-- Study text follows --

7. Do you think there is such a thing as a “legacy” of depression or suicide? Is it inevitable that we inherit such a condition regardless of our awareness about the subject? If you have suicide or depression in the background of your family, what can you do to prevent it from becoming a problem in your own life?
8. Did you understand Linda and her depression better by the end of the book?
9. Do you believe a writer should even tackle memoir when it involves speaking about the family? Why write memoir instead of a novel where you can disguise and protect the family better?
10. What can we do as a society to enlighten and inform the public so that suicide is not such a “taboo” subject?


Notes From the Author to the Bookclub

Note from author Linda Gray Sexton:

I grew up in a home where my mother’s continual threats to kill herself were the ghosts that silently haunted our hallways. Never once did I speak to a friend about it, and our entire family bowed their head in shame when the ambulance pulled into the driveway.

When I was 21, my mother succeeded in ending her life, but for me the story of depression and suicide definitely did not end there. I was already on the path of my own self-destruction.

Eventually, I would write candidly about the years following her death, and the journey I made, back from the catastrophe of my own illness to the triumph of my recovery. And in this way, Half in Love: Surviving the Legacy of Suicide became the most significant book of the seven I have written.

As the renowned “confessional” poet Anne Sexton, my mother wrote about suicide and depression freely. She was one of the first brave souls to begin to bring suicide and depression out of the closet, despite the persistent stigma about mental illness and suicide that has haunted our society since the middle ages—when those who killed themselves were denied burial in churchyard cemeteries and were relegated instead to the crossroads, where it was believed the wind would disperse their disease.

Even today, many people still speak of depression and suicide in a whisper.

My mother did leave me a legacy of depression and suicide, but she also left me another legacy: she always said, “Linda, tell it true.” She meant that the most important thing a writer could do was to roll out the truth, regardless of what boundaries might be crossed.

For years I wrote fiction, in which I disguised the stories from my own life into the stories of my characters’. But when I began to encounter the same depths of depression that my mother had, I just couldn’t put those feelings into the mind of a character. Suddenly it mattered terribly that it come from only one place: the depths of an undisguised me.

-- Study text concluded --
-- Dataset excerpts follows --

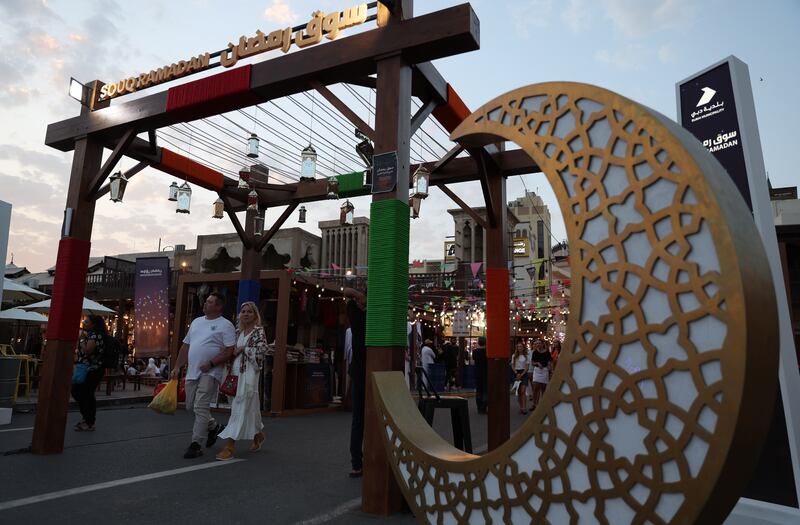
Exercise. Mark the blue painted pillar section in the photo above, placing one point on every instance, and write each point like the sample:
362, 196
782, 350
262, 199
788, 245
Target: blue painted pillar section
249, 290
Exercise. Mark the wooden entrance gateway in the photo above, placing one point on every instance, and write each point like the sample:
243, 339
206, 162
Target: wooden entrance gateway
395, 60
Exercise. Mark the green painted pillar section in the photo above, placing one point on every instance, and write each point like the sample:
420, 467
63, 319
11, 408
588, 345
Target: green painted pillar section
387, 293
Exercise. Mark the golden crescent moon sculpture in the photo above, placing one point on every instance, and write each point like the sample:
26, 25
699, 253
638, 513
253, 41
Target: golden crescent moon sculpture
666, 382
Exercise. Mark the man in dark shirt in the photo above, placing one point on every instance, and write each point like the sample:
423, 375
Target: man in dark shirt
357, 315
481, 374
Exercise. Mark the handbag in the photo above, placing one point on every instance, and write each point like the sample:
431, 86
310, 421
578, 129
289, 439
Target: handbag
229, 385
79, 373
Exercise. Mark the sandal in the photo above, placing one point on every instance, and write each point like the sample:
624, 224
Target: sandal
83, 426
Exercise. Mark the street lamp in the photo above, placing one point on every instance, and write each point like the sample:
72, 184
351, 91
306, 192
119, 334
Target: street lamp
333, 188
173, 191
346, 213
308, 163
117, 183
219, 208
252, 146
184, 198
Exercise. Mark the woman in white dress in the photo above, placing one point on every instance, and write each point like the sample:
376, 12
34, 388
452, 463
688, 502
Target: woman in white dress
251, 347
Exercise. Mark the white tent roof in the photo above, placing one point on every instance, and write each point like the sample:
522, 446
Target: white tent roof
19, 292
89, 307
18, 314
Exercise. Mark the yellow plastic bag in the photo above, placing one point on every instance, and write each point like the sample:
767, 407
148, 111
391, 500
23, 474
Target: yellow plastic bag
166, 402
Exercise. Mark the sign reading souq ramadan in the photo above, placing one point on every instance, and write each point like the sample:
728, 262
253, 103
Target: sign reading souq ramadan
384, 172
311, 33
708, 110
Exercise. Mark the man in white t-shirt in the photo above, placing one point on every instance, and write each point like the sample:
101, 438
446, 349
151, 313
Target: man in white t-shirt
427, 358
207, 347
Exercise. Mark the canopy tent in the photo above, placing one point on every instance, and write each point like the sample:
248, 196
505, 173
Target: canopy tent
89, 307
13, 291
18, 314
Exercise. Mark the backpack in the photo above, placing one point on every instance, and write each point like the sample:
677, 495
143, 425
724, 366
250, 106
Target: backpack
112, 353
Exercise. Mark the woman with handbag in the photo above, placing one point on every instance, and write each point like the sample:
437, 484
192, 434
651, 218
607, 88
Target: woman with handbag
88, 370
251, 347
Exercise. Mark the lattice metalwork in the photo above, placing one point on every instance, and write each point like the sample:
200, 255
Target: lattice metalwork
666, 381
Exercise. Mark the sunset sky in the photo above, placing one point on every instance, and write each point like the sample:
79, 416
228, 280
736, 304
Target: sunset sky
637, 48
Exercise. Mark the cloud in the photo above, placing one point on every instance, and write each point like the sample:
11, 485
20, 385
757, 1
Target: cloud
636, 18
532, 14
279, 12
630, 56
666, 54
576, 15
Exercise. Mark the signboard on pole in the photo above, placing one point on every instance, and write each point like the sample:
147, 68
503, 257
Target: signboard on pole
716, 105
152, 307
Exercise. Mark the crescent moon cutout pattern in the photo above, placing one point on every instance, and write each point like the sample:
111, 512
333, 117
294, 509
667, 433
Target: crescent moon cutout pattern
643, 418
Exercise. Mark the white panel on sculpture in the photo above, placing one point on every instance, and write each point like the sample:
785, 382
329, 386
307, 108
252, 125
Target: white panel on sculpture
626, 213
695, 454
655, 306
626, 436
565, 124
637, 248
618, 512
707, 333
703, 252
659, 195
595, 301
681, 389
596, 230
615, 181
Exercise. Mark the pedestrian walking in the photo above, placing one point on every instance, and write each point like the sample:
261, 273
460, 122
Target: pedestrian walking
251, 347
520, 365
481, 374
206, 348
357, 316
89, 370
541, 362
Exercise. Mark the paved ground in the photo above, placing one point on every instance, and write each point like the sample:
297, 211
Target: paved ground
299, 476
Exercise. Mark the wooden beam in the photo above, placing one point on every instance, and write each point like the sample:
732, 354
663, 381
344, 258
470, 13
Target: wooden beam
420, 39
128, 175
111, 161
276, 226
344, 109
464, 206
422, 113
450, 155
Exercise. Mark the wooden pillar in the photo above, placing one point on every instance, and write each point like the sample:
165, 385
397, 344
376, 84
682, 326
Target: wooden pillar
65, 309
281, 329
250, 281
380, 493
497, 309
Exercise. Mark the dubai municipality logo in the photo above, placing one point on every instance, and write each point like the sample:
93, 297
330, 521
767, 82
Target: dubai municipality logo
708, 94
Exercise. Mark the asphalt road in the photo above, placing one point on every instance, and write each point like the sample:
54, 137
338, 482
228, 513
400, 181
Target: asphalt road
299, 476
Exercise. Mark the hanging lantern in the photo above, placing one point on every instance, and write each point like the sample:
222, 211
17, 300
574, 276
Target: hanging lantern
308, 163
421, 182
258, 225
184, 198
346, 213
252, 201
173, 191
244, 177
415, 202
333, 188
219, 209
252, 146
117, 183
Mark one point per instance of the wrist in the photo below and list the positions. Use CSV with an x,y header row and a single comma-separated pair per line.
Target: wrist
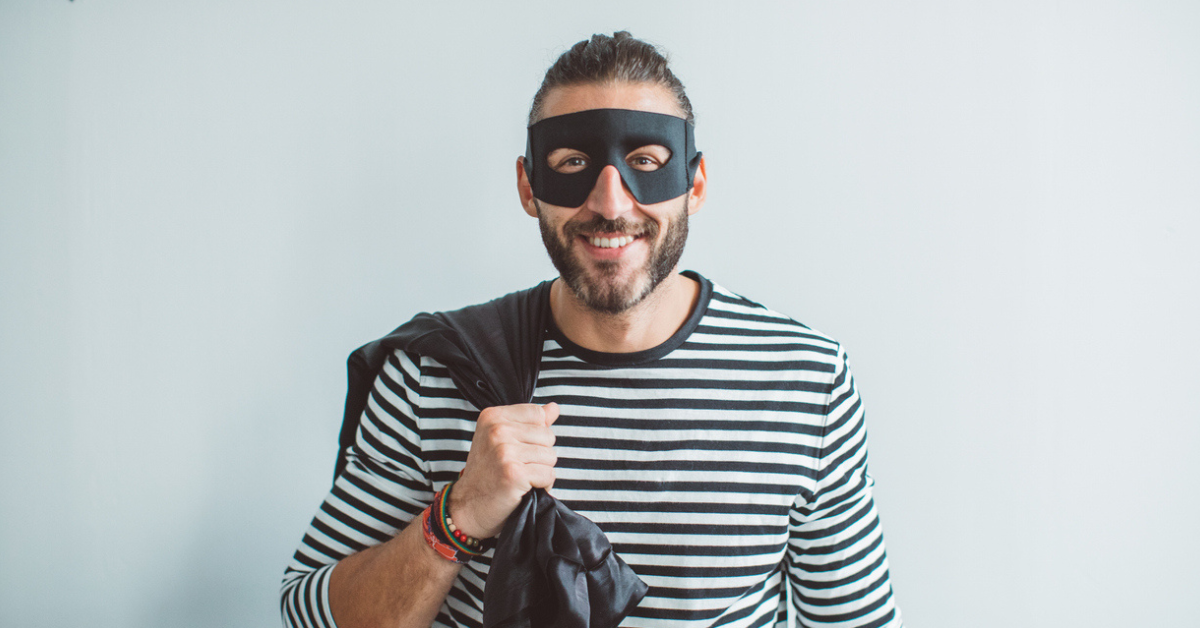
x,y
459,509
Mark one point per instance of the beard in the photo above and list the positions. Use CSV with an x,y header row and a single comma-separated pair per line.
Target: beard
x,y
604,292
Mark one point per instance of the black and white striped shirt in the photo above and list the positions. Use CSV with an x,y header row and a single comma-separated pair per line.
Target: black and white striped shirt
x,y
724,466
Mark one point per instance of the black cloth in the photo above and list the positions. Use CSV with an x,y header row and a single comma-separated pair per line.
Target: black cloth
x,y
552,567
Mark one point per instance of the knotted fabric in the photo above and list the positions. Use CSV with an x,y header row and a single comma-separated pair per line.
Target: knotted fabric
x,y
552,568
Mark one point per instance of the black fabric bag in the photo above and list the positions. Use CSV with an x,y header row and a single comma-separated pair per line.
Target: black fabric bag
x,y
552,567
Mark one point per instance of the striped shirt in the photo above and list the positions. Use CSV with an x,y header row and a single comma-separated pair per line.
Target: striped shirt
x,y
725,466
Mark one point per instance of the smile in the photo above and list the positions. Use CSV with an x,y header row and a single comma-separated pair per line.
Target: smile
x,y
611,243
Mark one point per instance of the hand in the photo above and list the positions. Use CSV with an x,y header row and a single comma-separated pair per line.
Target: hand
x,y
510,454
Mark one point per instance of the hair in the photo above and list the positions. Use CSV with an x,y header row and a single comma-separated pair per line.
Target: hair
x,y
604,59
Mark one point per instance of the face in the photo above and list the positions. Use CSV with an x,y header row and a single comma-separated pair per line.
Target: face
x,y
613,251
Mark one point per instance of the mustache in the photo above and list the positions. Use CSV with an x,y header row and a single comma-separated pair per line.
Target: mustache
x,y
603,225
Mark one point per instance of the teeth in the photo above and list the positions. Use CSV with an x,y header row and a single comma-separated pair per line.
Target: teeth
x,y
615,243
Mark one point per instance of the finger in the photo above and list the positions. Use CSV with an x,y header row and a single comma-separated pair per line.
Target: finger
x,y
550,412
535,435
529,454
540,476
526,413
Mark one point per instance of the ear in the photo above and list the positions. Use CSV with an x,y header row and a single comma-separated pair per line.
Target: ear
x,y
699,189
525,190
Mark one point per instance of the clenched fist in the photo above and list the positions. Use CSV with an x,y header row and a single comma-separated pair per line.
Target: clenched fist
x,y
510,454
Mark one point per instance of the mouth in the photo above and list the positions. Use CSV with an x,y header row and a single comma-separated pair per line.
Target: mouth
x,y
609,241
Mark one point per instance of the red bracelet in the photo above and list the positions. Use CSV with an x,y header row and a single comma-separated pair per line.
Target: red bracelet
x,y
444,549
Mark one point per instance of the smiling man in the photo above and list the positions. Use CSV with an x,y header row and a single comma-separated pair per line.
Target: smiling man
x,y
717,444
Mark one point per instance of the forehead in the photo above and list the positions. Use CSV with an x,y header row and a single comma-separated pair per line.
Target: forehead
x,y
641,96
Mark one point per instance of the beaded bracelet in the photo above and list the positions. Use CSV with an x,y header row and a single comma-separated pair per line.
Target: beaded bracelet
x,y
459,538
431,538
443,536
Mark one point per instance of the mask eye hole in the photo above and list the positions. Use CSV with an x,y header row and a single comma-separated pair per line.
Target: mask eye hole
x,y
567,160
649,157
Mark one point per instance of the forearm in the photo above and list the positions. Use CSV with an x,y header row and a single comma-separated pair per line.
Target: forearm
x,y
399,584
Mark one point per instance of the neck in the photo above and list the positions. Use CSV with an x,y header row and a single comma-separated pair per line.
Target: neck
x,y
642,327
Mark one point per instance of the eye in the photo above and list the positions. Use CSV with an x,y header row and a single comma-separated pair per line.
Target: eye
x,y
567,161
648,159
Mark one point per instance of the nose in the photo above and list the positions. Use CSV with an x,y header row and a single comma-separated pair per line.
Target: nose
x,y
610,197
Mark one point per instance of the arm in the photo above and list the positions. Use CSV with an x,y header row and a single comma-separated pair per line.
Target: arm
x,y
353,568
837,562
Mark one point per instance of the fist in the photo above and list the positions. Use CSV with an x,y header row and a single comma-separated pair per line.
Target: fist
x,y
510,454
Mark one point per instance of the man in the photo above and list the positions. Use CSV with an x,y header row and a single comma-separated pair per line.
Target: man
x,y
718,444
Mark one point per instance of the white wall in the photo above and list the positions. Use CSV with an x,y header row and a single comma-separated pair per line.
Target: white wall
x,y
205,205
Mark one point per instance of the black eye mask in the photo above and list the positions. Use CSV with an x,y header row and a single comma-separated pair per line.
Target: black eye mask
x,y
607,136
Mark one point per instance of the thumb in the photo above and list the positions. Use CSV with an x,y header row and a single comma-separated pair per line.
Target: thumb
x,y
551,412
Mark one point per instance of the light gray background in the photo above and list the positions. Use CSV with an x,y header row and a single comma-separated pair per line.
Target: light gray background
x,y
204,205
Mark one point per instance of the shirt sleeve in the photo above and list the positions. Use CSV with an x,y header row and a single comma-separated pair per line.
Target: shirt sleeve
x,y
384,485
838,567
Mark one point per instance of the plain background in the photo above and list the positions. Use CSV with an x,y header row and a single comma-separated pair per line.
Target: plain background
x,y
204,205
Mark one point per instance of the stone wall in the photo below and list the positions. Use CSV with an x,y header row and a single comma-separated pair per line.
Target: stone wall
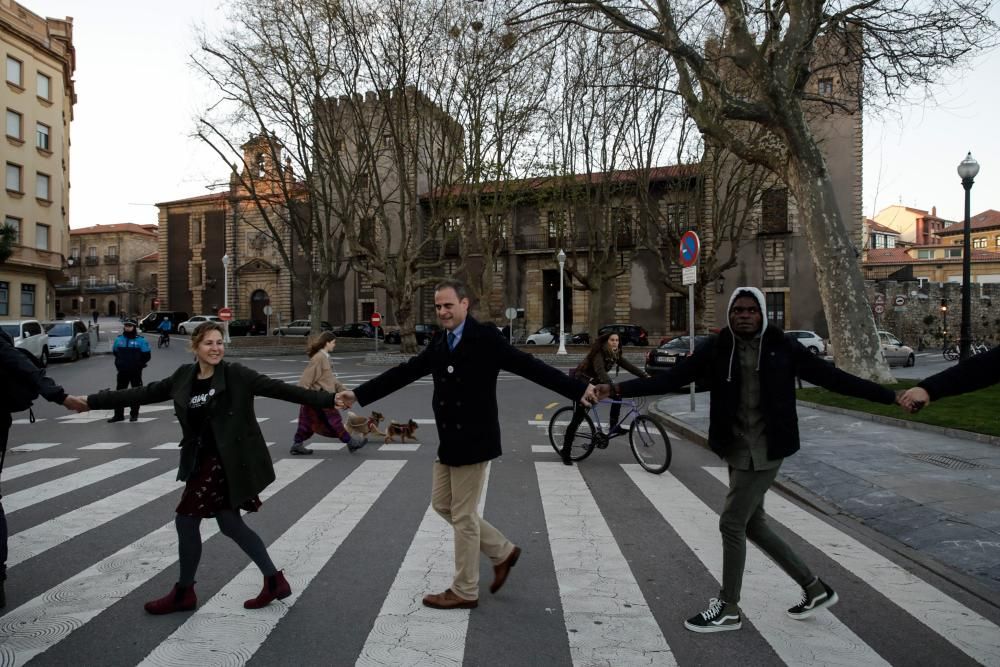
x,y
913,312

-- Dataset excerpts concluded --

◆ Exercise ◆
Print the book club text above word for word, starting with "9. Do you believe" and going on through "my own self-destruction.".

◆ Result below ◆
9. Do you believe a writer should even tackle memoir when it involves speaking about the family? Why write memoir instead of a novel where you can disguise and protect the family better?
10. What can we do as a society to enlighten and inform the public so that suicide is not such a “taboo” subject?


Notes From the Author to the Bookclub

Note from author Linda Gray Sexton:

I grew up in a home where my mother’s continual threats to kill herself were the ghosts that silently haunted our hallways. Never once did I speak to a friend about it, and our entire family bowed their head in shame when the ambulance pulled into the driveway.

When I was 21, my mother succeeded in ending her life, but for me the story of depression and suicide definitely did not end there. I was already on the path of my own self-destruction.